> WHAT YOU ARE ASKED TO DO:
Set the whole listing down again without deviation.

+++++

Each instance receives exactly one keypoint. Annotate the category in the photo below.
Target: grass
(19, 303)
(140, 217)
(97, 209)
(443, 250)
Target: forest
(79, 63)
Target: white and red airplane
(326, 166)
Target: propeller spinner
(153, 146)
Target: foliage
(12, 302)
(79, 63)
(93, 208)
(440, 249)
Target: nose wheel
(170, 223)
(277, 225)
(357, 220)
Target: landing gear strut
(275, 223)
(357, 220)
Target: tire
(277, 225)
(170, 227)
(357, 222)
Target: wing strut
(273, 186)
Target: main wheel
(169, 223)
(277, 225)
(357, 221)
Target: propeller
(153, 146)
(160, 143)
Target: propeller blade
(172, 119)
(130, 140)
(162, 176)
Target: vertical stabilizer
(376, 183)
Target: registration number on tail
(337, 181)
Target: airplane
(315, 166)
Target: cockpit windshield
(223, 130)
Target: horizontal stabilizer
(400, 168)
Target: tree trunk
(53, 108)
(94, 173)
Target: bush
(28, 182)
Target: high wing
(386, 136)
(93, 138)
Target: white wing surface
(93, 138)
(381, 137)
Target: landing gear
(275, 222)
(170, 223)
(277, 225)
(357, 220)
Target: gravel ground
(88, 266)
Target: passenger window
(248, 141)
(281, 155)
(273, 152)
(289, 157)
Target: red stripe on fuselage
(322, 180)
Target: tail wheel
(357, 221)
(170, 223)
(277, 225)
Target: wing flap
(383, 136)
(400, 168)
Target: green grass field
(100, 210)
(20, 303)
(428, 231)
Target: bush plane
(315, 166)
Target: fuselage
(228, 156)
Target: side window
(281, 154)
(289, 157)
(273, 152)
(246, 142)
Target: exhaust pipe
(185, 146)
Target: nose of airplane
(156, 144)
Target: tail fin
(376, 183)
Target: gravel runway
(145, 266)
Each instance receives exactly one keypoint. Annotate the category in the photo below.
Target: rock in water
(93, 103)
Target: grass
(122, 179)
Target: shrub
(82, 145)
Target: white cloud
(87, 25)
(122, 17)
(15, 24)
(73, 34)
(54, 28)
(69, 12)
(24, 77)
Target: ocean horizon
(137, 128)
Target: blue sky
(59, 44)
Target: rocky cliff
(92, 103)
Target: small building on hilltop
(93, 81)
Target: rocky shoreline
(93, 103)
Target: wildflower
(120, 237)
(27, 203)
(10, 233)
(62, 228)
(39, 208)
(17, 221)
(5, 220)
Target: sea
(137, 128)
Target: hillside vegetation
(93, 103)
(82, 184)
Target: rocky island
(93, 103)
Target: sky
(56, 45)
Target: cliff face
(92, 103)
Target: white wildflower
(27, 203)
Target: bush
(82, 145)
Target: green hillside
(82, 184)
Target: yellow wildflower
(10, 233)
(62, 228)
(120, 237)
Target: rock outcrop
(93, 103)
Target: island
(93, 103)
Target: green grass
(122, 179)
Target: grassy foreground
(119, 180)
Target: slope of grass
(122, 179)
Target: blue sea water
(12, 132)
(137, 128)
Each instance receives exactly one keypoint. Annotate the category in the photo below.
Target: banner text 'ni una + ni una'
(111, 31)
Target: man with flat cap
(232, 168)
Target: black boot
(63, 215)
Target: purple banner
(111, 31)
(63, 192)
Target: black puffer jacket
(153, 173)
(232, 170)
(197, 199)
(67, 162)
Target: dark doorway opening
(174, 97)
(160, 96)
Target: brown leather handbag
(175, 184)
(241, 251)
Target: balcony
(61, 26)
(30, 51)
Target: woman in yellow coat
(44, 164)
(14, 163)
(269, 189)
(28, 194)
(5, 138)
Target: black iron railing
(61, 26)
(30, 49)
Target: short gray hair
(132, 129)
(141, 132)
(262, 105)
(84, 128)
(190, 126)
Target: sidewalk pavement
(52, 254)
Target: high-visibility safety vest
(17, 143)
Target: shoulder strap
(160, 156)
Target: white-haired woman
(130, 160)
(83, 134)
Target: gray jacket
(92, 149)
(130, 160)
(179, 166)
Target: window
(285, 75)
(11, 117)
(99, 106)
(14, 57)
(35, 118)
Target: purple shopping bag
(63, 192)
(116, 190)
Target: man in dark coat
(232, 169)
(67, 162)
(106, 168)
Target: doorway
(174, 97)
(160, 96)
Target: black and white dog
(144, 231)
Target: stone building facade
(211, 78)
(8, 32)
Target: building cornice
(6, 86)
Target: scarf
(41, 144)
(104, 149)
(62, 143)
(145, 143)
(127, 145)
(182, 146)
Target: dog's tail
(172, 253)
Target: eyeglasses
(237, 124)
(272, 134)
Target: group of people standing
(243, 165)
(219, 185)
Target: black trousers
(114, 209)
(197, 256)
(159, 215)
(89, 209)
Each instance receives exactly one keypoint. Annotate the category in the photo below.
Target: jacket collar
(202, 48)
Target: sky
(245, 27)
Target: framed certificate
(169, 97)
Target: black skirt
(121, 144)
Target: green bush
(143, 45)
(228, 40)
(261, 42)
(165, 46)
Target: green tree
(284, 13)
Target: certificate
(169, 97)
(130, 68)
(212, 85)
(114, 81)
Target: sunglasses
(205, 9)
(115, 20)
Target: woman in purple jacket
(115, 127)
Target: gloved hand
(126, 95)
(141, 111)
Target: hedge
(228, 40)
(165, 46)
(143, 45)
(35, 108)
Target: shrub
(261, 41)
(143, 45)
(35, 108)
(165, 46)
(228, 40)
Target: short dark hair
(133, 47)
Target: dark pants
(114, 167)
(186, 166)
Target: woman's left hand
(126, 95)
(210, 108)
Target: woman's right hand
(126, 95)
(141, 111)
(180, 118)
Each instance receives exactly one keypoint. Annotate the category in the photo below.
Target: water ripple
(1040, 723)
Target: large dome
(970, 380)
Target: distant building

+++++

> RESULT FOR THIS TASK:
Each instance receives exactly one keypoint. Annotate the category in the photo below.
Target: grass
(19, 303)
(140, 217)
(97, 209)
(443, 250)
Target: forest
(79, 63)
Target: white and red airplane
(326, 166)
Target: propeller spinner
(153, 146)
Target: foliage
(12, 302)
(79, 63)
(93, 208)
(440, 249)
Target: nose wheel
(170, 223)
(277, 225)
(357, 220)
Target: landing gear strut
(275, 223)
(357, 220)
Target: tire
(277, 225)
(170, 227)
(357, 222)
Target: wing strut
(273, 186)
Target: main wheel
(169, 223)
(277, 225)
(357, 221)
Target: propeller
(153, 146)
(160, 143)
Target: propeller blade
(172, 119)
(130, 140)
(162, 176)
Target: vertical stabilizer
(376, 183)
Target: registration number on tail
(337, 181)
Target: airplane
(315, 166)
Target: cockpit windshield
(223, 130)
Target: horizontal stabilizer
(400, 168)
Target: tree trunk
(53, 108)
(94, 173)
Target: bush
(28, 182)
Target: high wing
(386, 136)
(93, 138)
Target: white wing surface
(93, 138)
(381, 137)
Target: landing gear
(275, 222)
(170, 223)
(277, 225)
(357, 220)
Target: gravel ground
(88, 266)
Target: passenger window
(248, 141)
(281, 155)
(273, 152)
(289, 157)
Target: red stripe on fuselage
(322, 180)
Target: tail wheel
(357, 221)
(170, 223)
(277, 225)
Target: wing flap
(383, 136)
(400, 168)
Target: green grass field
(100, 210)
(20, 303)
(428, 231)
Target: bush plane
(315, 166)
Target: fuselage
(228, 156)
Target: side window
(281, 154)
(289, 157)
(273, 152)
(246, 142)
Target: exhaust pipe
(185, 146)
Target: nose of airplane
(156, 144)
Target: tail fin
(376, 183)
Target: gravel runway
(145, 266)
Each instance receives exactly one keypoint. Annotate the category in the photo below.
Target: rock in water
(93, 103)
Target: grass
(122, 179)
Target: shrub
(82, 145)
Target: white cloud
(87, 25)
(122, 17)
(15, 24)
(73, 34)
(54, 28)
(69, 12)
(24, 77)
Target: ocean horizon
(137, 128)
Target: blue sky
(59, 44)
Target: rocky cliff
(92, 103)
Target: small building on hilltop
(93, 81)
Target: rocky shoreline
(93, 103)
Target: wildflower
(120, 237)
(27, 203)
(10, 233)
(62, 228)
(39, 208)
(17, 221)
(5, 220)
Target: sea
(137, 128)
Target: hillside vegetation
(93, 103)
(82, 184)
Target: rocky island
(93, 103)
Target: sky
(56, 45)
Target: cliff face
(92, 103)
Target: white wildflower
(27, 203)
Target: bush
(82, 145)
Target: green hillside
(82, 184)
Target: yellow wildflower
(10, 233)
(62, 228)
(120, 237)
Target: rock outcrop
(93, 103)
Target: island
(93, 103)
Target: green grass
(122, 179)
Target: grassy foreground
(119, 180)
Target: slope of grass
(122, 179)
Target: blue sea water
(12, 132)
(137, 128)
Each instance receives exactly one keypoint. Annotate the category in the photo below.
Target: banner text 'ni una + ni una'
(111, 31)
Target: man with flat cap
(232, 168)
Target: black boot
(63, 215)
Target: purple banner
(111, 31)
(63, 192)
Target: black puffer jacket
(153, 173)
(232, 170)
(197, 199)
(67, 162)
Target: dark doorway opening
(174, 97)
(160, 96)
Target: brown leather handbag
(175, 184)
(241, 251)
Target: balcony
(61, 26)
(30, 51)
Target: woman in yellow coat
(44, 164)
(14, 163)
(269, 189)
(28, 194)
(5, 138)
Target: black iron railing
(61, 26)
(30, 49)
Target: short gray hair
(132, 129)
(141, 132)
(262, 105)
(84, 128)
(190, 126)
Target: sidewalk pavement
(52, 254)
Target: high-visibility safety vest
(17, 143)
Target: shoulder strap
(160, 156)
Target: white-haired woman
(130, 160)
(83, 134)
Target: gray jacket
(92, 149)
(130, 160)
(179, 166)
Target: window
(285, 75)
(11, 117)
(99, 106)
(14, 57)
(35, 118)
Target: purple shopping bag
(63, 192)
(116, 190)
Target: man in dark coat
(232, 169)
(67, 162)
(106, 168)
Target: doorway
(174, 97)
(160, 96)
Target: black and white dog
(144, 231)
Target: stone building facade
(211, 78)
(8, 32)
Target: building cornice
(6, 86)
Target: scarf
(41, 144)
(104, 149)
(62, 143)
(145, 143)
(127, 145)
(182, 146)
Target: dog's tail
(172, 253)
Target: eyeglasses
(237, 124)
(272, 134)
Target: group of people standing
(243, 165)
(219, 185)
Target: black trousers
(114, 209)
(197, 256)
(159, 215)
(89, 209)
Each instance receives exactly one keypoint. Annotate the category in the photo below.
Target: jacket collar
(202, 48)
Target: sky
(245, 27)
Target: framed certificate
(169, 97)
Target: black skirt
(121, 144)
Target: green bush
(143, 45)
(228, 40)
(261, 42)
(165, 46)
Target: green tree
(284, 13)
Target: certificate
(169, 97)
(130, 68)
(212, 85)
(114, 81)
Target: sunglasses
(205, 9)
(115, 20)
Target: woman in purple jacket
(115, 127)
Target: gloved hand
(126, 95)
(141, 111)
Target: hedge
(228, 40)
(165, 46)
(143, 45)
(35, 108)
Target: shrub
(261, 41)
(143, 45)
(35, 108)
(165, 46)
(228, 40)
Target: short dark hair
(133, 47)
Target: dark pants
(114, 167)
(186, 166)
Target: woman's left hand
(126, 95)
(210, 108)
Target: woman's right hand
(126, 95)
(141, 111)
(180, 118)
Each instance receives exactly one keypoint. Annotate the category in the photo below.
Target: water ripple
(1040, 723)
Target: large dome
(970, 380)
Target: distant building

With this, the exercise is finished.